**Assignment**
Take every line from the records below that includes the word "query".

Provided data START

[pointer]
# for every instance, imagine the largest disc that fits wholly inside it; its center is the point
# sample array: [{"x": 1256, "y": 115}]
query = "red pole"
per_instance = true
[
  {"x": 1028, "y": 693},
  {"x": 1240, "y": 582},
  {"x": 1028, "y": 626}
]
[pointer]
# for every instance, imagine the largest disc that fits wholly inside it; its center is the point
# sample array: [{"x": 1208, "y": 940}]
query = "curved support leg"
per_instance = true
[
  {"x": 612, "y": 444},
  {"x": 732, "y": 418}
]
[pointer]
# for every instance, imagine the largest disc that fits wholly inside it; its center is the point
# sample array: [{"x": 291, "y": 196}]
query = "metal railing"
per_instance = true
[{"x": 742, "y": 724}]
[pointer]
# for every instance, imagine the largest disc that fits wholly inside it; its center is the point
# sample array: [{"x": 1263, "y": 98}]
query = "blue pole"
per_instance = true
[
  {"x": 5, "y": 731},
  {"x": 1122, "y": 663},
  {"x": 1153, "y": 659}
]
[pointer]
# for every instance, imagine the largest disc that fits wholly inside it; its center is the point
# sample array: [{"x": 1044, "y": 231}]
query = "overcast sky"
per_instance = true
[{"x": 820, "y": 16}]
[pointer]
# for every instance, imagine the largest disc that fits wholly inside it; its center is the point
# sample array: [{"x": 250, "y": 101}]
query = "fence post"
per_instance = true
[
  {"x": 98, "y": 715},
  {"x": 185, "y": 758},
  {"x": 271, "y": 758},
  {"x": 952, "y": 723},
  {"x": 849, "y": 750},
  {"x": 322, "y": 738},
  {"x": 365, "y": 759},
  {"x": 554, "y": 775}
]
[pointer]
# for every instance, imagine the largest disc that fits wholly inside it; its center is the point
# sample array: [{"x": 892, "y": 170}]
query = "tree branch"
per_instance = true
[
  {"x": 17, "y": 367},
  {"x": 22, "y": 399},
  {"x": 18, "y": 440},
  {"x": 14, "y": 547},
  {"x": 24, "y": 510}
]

Provided data END

**Answer to this task**
query = "red pole"
query = "curved support leg"
query = "metal railing"
query = "blue pole"
query = "overcast sky"
query = "fence post"
query = "tree branch"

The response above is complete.